- _Goal of the exercise_
For each line below that holds "post", return the line as it stands.

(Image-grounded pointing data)

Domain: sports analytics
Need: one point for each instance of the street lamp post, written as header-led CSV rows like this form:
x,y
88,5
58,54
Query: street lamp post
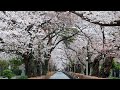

- _Exercise result_
Need: one point for each instance of the street lamp post, written as header-led CSV rows like this form:
Query: street lamp post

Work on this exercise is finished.